L'HOMME ET LE PENSEUR

VUE D'ENSEMBLE SUR L'HOMME ET SON OEUVRE

INTRODUCTION

I

Je suis homme et rien de ce qui touche les hommes ne m'est étranger. A nul mieux qu'à Voltaire ne va cette noble devise; en deux mots elle nous dit quelle fût la maîtresse force de son cœur et d'où jaillissait la souveraine clarté de son esprit, comme elle caractérise d'un seul trait la grandeur de l'âme humaine. Ce livre a pour objet de montrer, pièces en main, que Voltaire fut bien. l'homme de Térence; en second lieu de sonder le cœur de la France et de savoir si la grande nation, au bout de cent ans, fera pour honorer la mémoire de Voltaire, l'équivalent de ce que la parvulissime république de Genève a fait pour perpétuer celle de J.-J. Rousseau.

L'aspect le plus remarquable de l'auteur du Dictionnaire philosophique et du sauveur de Calas, est celui sous lequel il est le moins connu. Pour la plupart des lecteurs, le poëte facile, léger et badin, l'écrivain spirituel, alerte, beau rieur, jettent une ombre sur l'âme splendidement humaine du philosophe; le critique incisif, le polémiste infatigable, cachent le penseur. Voltaire est célèbre à bon droit comme poëte, histo

rien, conteur, auteur dramatique, etc., mais ce qu'il y a de meilleur et de plus grand en lui, c'est l'homme.

======

# [CONSIGNE]
Modifiez le passage du texte sur Voltaire commençant à « Je suis homme » et se terminant à « de J.-J. Rousseau. » : remplacez « noble » par « belle », puis donnez ce passage en entier. Les enregistrements n'interviennent pas ici.

# [DONNÉES EXTRAITES]
======

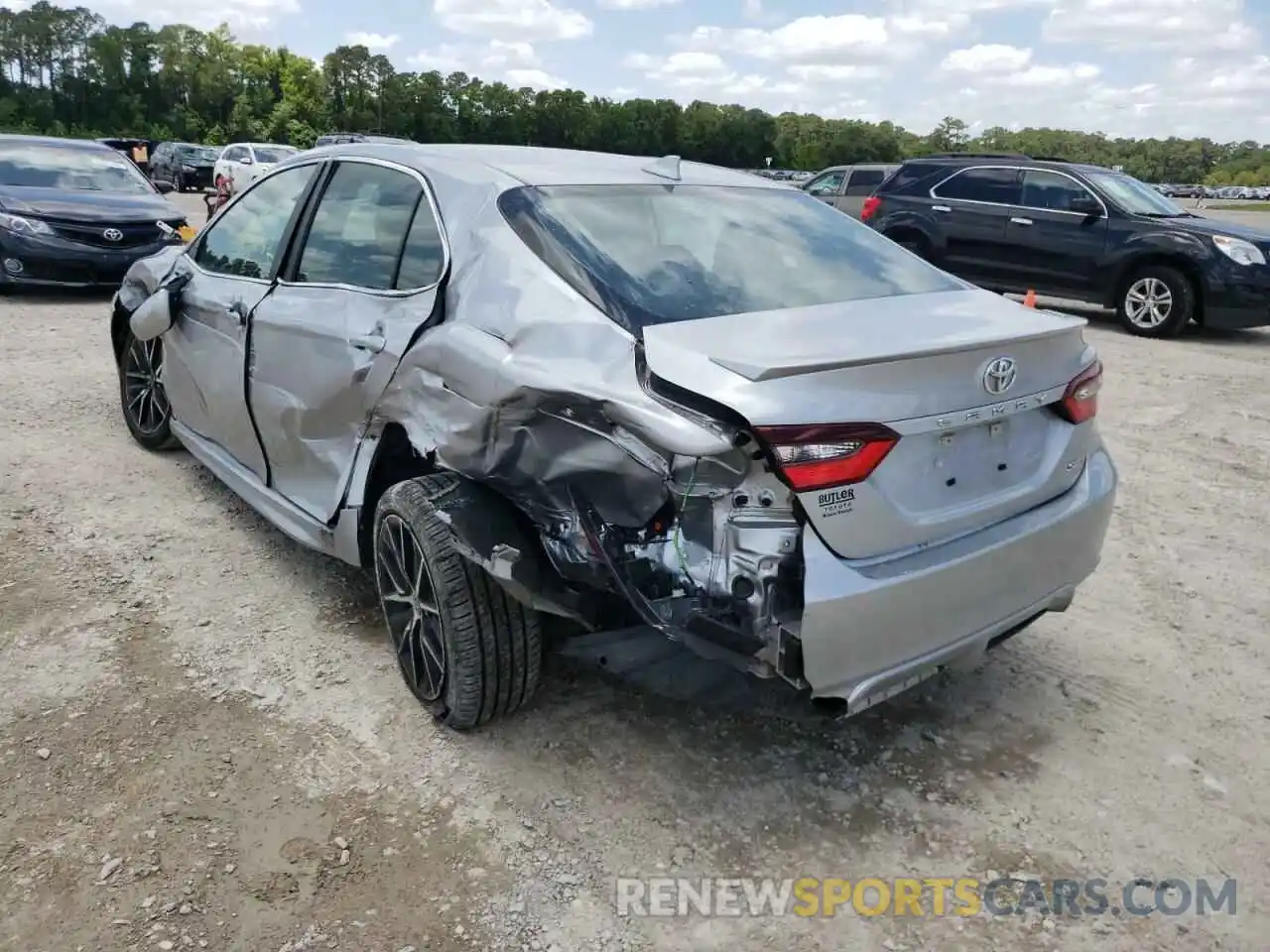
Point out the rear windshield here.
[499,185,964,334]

======

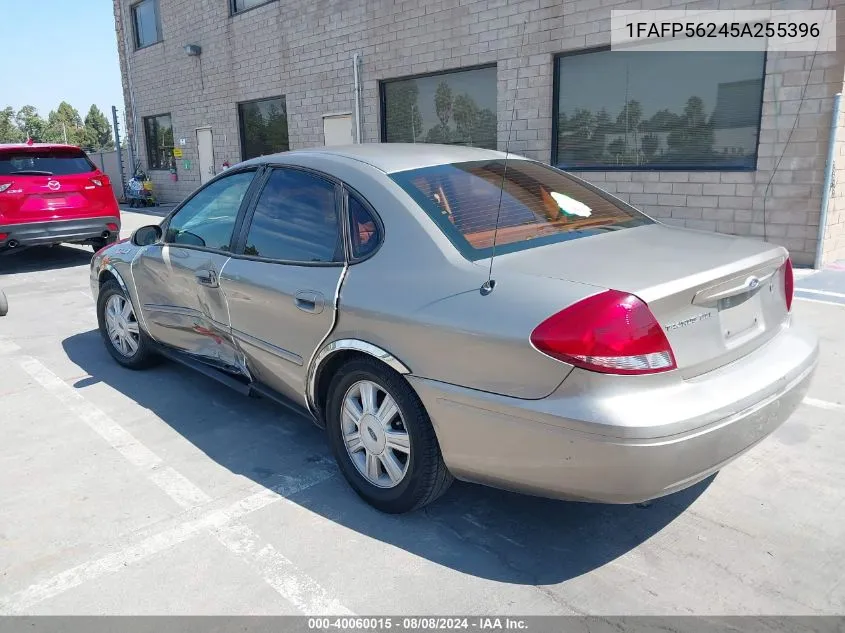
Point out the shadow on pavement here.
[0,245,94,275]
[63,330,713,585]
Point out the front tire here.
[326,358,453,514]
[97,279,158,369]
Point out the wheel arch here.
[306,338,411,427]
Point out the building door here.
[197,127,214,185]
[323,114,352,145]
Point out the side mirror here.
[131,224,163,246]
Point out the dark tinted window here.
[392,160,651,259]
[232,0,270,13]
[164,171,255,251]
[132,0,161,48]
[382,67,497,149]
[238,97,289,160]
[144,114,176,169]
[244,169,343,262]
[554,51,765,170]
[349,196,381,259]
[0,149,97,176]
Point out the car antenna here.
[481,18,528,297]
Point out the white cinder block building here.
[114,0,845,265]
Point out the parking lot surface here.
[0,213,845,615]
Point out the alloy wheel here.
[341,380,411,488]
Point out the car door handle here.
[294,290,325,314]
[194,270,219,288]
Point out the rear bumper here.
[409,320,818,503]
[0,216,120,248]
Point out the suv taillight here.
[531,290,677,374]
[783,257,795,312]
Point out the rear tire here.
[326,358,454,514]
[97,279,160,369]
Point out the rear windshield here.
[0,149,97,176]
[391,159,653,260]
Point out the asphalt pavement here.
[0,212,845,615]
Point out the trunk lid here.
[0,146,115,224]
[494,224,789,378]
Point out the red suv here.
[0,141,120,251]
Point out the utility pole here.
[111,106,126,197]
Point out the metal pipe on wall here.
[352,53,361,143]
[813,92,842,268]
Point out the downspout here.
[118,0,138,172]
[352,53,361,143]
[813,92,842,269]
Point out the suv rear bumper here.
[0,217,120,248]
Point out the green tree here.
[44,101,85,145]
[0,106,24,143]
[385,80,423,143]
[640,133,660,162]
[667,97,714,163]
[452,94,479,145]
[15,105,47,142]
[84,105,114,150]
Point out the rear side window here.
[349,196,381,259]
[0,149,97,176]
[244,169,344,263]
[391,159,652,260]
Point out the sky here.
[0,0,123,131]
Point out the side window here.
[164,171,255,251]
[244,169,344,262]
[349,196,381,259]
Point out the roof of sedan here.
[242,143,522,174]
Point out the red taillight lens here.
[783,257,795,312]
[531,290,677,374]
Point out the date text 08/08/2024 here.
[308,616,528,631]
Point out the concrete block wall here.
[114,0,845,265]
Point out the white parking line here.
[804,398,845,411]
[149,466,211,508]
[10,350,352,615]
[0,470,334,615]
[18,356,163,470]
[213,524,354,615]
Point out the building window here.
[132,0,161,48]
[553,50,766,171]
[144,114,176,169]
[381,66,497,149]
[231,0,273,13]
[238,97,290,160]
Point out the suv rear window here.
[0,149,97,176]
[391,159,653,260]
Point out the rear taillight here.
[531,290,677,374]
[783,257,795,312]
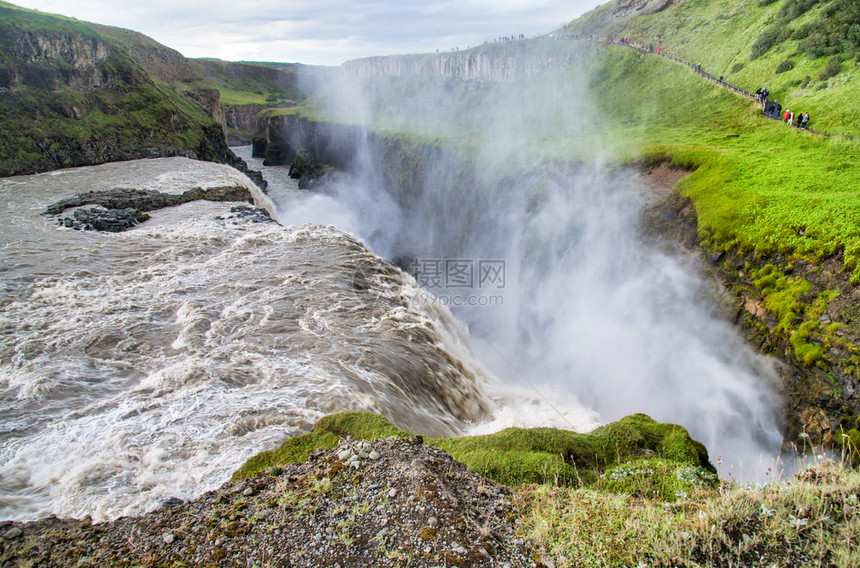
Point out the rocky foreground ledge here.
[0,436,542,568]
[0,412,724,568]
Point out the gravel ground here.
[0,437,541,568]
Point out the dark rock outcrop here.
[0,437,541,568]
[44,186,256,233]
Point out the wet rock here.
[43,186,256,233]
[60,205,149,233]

======

# [SOLUTION]
Je suis homme et rien de ce qui touche les hommes ne m'est étranger. A nul mieux qu'à Voltaire ne va cette belle devise; en deux mots elle nous dit quelle fût la maîtresse force de son cœur et d'où jaillissait la souveraine clarté de son esprit, comme elle caractérise d'un seul trait la grandeur de l'âme humaine. Ce livre a pour objet de montrer, pièces en main, que Voltaire fut bien. l'homme de Térence; en second lieu de sonder le cœur de la France et de savoir si la grande nation, au bout de cent ans, fera pour honorer la mémoire de Voltaire, l'équivalent de ce que la parvulissime république de Genève a fait pour perpétuer celle de J.-J. Rousseau.